Opdrachtonderdelen:
#1 Schrijf uit de tekst over de vogels in het deelgebied letterlijk het stuk over dat begint bij "Het meest belangwekkend" en eindigt bij "kievit en scholekster.".
#2 Zet de tekst over de vogels en amfibieën in het deelgebied voort vanaf de laatste zin.

Aangeleverde tekst:
↓

De relatief oude beplantingen bij de sportvelden en bij enkele erven zijn redelijk vogelrijk met soorten als boomkruiper, braamsluiper, putter en zwartkop en de enige ransuil van het plangebied. In enkele ruderale kruidenvegetaties komen bosrietzanger en kneu voor. En op een strook open zandig terrein werd zowaar de kleine plevier aangetroffen. De steenuil (Rode Lijst) werd aan de noordoostzijde net buiten het deelgebied op een boerenerf vastgesteld. Het territorium zal zich tot in het deelgebied uitstrekken.

Het meest belangwekkend zijn de nieuw aangelegde waterpartijen. Een paartje tureluur (Rode Lijst) met tenminste één niet vliegvlug jong spande de kroon, maar daarnaast waren o.a. aanwezig grauwe gans (met jongen), kleine plevier, krakeend, kuifeend, meerkoet en wilde eend en akkervogels als gele kwikstaart, kievit en scholekster.

Diverse soorten watervogels hebben de nieuw ontstane waterpartijen al als gast in gebruik: aalscholver, bergeend, blauwe reiger, grutto, krakeend, pijlstaart en slobeend). Ook zwaluwen (broedvogels uit de omgeving) jagen er graag.

De amfibieën waren met name aan te treffen in de nieuwe waterpartijen en de fraaie sloot langs ‘het Buske’.

4.24.3 Waardevolle landschapselementen

Een tweetal delen van het deelgebied springen er, voor wat betreft hun betekenis voor beschermde soorten, uit.

↑

Aangeleverde invoer:

↓

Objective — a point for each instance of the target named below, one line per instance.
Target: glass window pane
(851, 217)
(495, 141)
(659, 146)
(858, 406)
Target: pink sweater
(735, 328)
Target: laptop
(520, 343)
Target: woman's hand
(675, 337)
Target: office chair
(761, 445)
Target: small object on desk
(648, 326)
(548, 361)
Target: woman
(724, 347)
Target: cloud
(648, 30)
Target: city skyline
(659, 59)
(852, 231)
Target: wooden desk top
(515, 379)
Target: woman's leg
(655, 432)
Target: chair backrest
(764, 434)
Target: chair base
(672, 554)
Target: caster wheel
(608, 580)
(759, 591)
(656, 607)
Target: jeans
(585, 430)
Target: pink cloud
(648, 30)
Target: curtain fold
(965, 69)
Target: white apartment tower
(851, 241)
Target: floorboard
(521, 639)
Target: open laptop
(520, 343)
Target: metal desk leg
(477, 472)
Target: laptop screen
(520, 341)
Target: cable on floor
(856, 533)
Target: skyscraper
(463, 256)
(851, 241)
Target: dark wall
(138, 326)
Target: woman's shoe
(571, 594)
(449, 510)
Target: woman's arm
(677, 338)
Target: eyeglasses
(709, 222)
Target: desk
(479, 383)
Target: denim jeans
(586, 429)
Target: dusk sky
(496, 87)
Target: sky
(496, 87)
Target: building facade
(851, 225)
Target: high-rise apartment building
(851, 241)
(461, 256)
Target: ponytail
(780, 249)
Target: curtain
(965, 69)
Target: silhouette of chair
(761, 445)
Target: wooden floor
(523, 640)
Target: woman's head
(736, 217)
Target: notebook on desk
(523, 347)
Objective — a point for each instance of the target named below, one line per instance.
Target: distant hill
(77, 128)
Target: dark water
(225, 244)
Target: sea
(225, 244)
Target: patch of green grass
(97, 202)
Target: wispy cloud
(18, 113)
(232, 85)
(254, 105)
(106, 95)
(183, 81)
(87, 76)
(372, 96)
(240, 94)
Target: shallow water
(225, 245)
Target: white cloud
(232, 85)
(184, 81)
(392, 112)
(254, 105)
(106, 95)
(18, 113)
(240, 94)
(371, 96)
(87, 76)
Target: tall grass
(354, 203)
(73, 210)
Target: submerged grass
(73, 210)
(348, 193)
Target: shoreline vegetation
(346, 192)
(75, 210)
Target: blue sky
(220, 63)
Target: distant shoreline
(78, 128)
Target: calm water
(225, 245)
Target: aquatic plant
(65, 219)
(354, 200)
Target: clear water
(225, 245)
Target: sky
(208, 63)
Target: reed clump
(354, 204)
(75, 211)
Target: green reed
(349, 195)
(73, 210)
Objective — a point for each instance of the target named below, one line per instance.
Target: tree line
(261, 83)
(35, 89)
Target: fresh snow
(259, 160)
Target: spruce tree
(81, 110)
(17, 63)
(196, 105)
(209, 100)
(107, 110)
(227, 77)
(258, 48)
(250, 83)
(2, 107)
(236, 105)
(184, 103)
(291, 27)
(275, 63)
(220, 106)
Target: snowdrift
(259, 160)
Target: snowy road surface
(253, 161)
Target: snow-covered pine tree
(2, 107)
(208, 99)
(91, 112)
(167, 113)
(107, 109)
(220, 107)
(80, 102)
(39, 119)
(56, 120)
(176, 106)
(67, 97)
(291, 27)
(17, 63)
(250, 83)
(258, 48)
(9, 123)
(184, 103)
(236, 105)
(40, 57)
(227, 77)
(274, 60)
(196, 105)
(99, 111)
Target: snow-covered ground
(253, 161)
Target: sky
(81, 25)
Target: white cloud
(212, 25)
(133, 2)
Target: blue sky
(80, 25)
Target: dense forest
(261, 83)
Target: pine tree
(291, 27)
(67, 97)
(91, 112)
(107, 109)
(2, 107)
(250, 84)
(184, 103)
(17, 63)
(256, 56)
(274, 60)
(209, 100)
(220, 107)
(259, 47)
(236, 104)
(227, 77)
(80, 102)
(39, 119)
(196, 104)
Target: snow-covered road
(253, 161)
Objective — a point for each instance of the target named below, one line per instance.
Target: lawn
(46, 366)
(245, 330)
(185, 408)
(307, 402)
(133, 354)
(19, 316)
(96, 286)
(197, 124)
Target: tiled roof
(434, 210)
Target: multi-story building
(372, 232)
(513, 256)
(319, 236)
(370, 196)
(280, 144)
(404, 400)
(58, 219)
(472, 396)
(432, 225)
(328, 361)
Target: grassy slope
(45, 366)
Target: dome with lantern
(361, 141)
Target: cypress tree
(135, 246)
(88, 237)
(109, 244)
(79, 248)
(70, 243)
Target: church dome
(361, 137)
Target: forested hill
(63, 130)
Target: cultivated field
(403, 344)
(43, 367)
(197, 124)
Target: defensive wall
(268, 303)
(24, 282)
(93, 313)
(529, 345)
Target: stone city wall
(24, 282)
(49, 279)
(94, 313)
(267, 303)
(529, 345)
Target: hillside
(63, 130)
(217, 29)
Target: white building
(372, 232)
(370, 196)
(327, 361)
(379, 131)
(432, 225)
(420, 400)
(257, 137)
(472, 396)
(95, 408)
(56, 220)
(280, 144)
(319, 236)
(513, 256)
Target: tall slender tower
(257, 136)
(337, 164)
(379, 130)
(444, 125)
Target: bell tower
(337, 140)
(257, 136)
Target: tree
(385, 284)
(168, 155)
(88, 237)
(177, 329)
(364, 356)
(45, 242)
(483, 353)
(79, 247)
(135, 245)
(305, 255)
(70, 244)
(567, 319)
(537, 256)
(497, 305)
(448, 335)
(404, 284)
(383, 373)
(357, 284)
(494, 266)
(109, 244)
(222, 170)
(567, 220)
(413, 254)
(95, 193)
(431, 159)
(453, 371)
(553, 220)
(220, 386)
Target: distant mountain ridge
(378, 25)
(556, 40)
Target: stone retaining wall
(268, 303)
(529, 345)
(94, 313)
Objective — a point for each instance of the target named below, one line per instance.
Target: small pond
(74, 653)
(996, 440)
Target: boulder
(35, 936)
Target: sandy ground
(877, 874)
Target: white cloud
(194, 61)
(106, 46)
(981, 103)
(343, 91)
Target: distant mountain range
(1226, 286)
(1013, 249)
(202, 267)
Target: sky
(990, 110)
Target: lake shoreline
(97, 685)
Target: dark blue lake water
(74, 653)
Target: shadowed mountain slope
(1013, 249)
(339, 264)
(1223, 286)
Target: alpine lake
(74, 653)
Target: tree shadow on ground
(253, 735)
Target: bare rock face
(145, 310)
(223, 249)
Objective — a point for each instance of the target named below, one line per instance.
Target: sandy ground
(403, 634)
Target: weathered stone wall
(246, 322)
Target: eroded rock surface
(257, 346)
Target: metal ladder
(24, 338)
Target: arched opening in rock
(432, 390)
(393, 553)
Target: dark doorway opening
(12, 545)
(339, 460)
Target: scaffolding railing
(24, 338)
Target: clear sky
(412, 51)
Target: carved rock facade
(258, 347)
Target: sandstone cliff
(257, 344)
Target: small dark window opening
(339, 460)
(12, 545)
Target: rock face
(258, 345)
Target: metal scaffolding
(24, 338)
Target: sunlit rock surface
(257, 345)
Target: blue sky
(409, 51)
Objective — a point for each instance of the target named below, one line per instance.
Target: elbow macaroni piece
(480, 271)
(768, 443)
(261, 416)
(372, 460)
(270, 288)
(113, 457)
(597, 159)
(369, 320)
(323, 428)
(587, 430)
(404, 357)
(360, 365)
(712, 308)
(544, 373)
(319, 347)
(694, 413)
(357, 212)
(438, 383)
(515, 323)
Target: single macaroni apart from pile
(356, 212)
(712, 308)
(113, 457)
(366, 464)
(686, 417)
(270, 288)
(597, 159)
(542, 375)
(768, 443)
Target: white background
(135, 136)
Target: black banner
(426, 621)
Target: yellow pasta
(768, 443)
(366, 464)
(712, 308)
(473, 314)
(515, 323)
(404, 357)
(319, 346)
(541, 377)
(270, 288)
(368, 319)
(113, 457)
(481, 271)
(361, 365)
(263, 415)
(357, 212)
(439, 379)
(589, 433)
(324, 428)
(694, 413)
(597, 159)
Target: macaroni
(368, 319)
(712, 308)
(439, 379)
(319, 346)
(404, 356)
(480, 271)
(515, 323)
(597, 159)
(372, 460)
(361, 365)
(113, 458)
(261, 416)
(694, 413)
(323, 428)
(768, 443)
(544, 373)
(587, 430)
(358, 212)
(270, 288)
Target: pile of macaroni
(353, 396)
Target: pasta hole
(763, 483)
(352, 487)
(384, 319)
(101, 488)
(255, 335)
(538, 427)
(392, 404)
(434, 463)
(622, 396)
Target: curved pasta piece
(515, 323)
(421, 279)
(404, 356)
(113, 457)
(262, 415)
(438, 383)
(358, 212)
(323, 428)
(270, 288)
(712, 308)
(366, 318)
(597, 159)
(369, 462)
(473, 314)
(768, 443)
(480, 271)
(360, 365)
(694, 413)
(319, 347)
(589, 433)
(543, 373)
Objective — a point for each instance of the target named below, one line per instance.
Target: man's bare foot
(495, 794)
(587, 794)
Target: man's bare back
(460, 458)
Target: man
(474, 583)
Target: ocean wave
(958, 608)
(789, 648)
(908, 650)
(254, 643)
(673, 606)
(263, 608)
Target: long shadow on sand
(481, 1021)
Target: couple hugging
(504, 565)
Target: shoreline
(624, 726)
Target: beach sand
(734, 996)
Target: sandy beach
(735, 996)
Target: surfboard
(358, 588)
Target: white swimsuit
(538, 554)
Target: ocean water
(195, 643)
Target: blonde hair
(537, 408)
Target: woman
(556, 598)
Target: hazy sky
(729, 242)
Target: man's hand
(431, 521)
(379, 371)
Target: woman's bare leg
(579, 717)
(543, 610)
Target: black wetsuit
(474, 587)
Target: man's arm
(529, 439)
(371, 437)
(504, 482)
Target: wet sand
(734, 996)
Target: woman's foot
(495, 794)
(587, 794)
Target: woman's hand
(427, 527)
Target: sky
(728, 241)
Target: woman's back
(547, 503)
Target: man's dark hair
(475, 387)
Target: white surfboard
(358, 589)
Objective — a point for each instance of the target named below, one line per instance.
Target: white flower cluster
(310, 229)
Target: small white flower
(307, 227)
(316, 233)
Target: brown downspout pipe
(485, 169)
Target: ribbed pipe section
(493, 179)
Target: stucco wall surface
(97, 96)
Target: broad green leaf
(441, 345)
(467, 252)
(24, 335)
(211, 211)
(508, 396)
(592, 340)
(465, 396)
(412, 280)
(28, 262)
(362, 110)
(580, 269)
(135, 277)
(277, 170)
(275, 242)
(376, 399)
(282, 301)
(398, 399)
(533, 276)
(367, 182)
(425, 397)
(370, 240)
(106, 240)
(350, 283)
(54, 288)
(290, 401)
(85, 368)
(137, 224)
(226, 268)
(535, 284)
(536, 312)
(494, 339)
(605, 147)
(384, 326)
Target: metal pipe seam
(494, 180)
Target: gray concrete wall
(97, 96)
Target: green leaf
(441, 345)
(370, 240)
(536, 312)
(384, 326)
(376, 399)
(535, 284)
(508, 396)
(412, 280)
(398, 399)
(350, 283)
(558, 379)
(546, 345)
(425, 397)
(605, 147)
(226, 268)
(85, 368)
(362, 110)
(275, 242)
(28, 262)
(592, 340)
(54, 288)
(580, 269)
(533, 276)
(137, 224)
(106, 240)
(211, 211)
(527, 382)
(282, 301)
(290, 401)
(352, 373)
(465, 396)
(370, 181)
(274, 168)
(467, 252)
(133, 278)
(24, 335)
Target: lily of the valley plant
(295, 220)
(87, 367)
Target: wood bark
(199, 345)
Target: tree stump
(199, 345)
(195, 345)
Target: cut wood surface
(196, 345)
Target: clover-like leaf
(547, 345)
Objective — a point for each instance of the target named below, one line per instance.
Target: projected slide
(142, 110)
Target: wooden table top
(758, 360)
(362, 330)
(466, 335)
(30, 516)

↑

Antwoorden:
#1
Het meest belangwekkend zijn de nieuw aangelegde waterpartijen. Een paartje tureluur (Rode Lijst) met tenminste één niet vliegvlug jong spande de kroon, maar daarnaast waren o.a. aanwezig grauwe gans (met jongen), kleine plevier, krakeend, kuifeend, meerkoet en wilde eend en akkervogels als gele kwikstaart, kievit en scholekster.

#2
Beschrijving van de elementen: 1 = ruigte

Beschrijving element:

Ruigtelandje met randbeplanting bij sportvelden. Van belang voor enkele ruigteminnende vogelsoorten als braamsluiper en bosrietzanger.

Ecologisch van vrij grote waarde.

Aangetroffen soorten:

bosrietzanger, braamsluiper en ransuil

2 = plas/slenk

Beschrijving element:

Plas langs nieuwbouwwijk en cultuurland met afwisselend geleidelijk aflopende (zanderige) oevers en plaatselijk rijke oeverbegroeiing. Op en rondom de plas worden verschillende water- en weidevogels aangetroffen waaronder kleine plevier, tureluur en krakeend. In de ruigten rondom de plas broeden gele kwikstaart en graspieper.

Ecologisch van zeer grote waarde.

Aangetroffen soorten:

kleine plevier, krakeend, tureluur, graspieper, gele kwikstaart en kleine watersalamander.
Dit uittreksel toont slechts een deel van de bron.